> Challenge 1
Please switch "wooden" to "oak" in the stretch of records from the line containing "Q: Find one point on every instance of the red rope" through the end of the records. Return only those lines, with everything else unchanged.

> Document section
Mr. Rochester, an IBM Fellow, is currently working on the development of a portable personal computer. After working on radar in the Massachusetts Institute of Technology Radiation Laboratory and at GTLE, he joined IBM in 1948 in Poughkeepsie, New York. He was the architect of the test assembly and headed the architecture efforts for the tape processing machine and the IBM 701. He wrote the first symbolic assembly program, a predecessor of SAP. He managed the IBM 700 series engineering during the design of the IBM 703,704, 705, and the start of the 709. He joined IBM Research when it began in 1955 and directed work in computer theory and experimental computer design. In 1961, he joined the Data Systems Division to start a group that, among other things, designed IBM’s first two timesharing systems, QWIKTRAN and CPS, and accomplished the initial design of the PL/I language. His patents on the arithmetic unit of the 701 and on the variable-word-size architecture of the tape processing machine earned him an Outstanding Invention Award from IBM. He has served on government panels on air defense, antisubmarine warfare, cryptanalysis, and air traffic control. At M.I.T., Mr. Rochester received a B.S. in electrical engineering in 1941 and was elected a member of Tau Beta Pi and Sigma XI; in 1958 he was a Visiting Professor; and currently he is a Visiting Scientist there. Mr. Rochester is a Fellow of the Institute of Electrical and Electronics Engineers.

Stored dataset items
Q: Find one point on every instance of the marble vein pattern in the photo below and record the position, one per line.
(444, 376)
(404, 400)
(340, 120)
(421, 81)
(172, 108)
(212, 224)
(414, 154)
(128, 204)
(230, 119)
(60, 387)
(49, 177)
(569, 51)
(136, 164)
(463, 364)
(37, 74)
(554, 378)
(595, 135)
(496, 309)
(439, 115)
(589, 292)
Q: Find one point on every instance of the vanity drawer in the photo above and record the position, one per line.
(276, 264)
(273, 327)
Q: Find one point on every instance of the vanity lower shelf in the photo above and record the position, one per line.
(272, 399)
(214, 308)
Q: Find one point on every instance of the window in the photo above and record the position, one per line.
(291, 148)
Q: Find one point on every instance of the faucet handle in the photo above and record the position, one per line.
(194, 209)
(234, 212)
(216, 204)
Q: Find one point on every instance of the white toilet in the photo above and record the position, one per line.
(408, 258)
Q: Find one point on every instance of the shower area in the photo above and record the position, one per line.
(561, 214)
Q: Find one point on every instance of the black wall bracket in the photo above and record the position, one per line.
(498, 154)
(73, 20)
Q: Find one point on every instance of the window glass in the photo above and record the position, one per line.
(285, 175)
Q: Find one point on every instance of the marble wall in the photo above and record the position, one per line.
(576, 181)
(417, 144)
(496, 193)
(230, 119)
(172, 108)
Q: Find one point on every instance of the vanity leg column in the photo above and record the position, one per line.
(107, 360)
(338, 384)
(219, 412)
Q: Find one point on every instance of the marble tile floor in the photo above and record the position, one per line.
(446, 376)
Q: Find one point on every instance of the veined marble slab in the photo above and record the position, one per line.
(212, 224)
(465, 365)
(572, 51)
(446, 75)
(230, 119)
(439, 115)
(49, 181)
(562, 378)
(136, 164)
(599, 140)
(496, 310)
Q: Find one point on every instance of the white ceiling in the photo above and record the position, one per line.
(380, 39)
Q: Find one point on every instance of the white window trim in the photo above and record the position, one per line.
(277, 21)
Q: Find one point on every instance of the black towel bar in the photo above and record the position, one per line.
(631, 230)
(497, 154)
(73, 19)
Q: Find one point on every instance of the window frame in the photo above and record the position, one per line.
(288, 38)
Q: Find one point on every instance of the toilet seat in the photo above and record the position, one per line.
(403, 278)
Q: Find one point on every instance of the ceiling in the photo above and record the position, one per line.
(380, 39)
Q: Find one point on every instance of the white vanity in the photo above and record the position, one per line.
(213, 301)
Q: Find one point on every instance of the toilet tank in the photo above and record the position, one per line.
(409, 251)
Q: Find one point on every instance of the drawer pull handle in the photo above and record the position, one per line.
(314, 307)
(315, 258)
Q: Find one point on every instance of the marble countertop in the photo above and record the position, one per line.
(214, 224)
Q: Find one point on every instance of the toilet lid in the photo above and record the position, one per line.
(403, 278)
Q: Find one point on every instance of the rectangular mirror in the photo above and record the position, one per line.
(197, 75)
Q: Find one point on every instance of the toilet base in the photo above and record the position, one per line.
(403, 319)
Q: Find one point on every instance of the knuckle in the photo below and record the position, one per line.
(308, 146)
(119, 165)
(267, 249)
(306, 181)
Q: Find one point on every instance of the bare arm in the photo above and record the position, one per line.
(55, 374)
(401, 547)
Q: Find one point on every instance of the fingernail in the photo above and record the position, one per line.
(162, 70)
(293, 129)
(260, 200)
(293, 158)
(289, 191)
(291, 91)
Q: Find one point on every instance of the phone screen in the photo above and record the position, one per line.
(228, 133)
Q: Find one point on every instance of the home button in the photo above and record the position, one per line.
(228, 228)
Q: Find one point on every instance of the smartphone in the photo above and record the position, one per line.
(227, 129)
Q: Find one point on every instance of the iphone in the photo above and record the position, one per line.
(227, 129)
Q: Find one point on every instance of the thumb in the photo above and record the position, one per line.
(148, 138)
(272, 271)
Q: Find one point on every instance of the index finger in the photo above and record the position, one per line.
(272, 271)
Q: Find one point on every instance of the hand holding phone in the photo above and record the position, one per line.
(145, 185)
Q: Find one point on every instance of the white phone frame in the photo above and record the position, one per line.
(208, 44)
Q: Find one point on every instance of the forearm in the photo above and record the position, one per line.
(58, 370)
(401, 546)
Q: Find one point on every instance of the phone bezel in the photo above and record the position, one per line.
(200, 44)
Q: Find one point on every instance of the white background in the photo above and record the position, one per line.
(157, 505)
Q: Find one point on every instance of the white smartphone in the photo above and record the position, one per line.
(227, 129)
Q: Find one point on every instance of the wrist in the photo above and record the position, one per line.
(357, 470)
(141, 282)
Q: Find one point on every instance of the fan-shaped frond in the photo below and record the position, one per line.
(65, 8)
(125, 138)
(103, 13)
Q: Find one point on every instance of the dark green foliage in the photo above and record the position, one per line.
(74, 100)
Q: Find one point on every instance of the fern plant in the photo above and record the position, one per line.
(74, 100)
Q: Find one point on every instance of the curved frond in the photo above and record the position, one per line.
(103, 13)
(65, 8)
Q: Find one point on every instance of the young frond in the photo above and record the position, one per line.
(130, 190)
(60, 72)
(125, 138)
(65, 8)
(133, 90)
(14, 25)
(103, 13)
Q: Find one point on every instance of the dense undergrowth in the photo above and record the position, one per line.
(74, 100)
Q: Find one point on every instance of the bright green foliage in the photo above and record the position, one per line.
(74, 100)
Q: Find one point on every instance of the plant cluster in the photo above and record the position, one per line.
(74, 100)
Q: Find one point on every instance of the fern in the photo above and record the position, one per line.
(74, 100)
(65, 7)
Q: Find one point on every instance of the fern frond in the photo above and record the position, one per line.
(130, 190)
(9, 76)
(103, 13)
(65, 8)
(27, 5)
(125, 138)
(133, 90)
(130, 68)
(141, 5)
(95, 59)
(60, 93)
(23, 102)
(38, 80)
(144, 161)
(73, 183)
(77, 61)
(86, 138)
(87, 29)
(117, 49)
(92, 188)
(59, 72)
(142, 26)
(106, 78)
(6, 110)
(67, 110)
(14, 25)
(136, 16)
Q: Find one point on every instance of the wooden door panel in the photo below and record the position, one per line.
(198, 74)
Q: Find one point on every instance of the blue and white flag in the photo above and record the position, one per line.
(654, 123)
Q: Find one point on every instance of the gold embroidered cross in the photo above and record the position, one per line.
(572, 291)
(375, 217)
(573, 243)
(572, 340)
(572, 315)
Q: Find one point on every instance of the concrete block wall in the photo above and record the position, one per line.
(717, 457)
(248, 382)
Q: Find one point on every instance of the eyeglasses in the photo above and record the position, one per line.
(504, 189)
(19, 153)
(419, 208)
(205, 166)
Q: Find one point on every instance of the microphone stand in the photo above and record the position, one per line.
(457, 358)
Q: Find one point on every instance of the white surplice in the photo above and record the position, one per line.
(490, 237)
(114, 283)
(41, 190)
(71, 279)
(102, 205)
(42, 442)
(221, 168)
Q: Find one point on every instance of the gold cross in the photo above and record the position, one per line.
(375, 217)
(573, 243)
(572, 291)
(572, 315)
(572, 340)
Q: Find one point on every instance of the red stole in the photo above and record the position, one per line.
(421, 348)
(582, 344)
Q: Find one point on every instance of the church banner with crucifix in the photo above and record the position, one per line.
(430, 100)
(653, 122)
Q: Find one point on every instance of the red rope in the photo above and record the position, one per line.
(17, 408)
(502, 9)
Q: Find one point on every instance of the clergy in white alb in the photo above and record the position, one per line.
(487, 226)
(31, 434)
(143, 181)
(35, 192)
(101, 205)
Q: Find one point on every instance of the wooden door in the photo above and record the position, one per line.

> Challenge 2
According to the biographical note, in what year did Mr. Rochester join IBM?

> Exercise result 1
Q: Find one point on every instance of the red rope in the photo above and record the position, one per line.
(17, 408)
(502, 9)
Q: Find one point on every instance of the clergy in white alb in the photo above and record the position, one per line.
(487, 226)
(31, 434)
(143, 181)
(35, 192)
(101, 205)
Q: Find one point on every instance of the oak door in the photo above and record the position, one per line.

> Exercise result 2
1948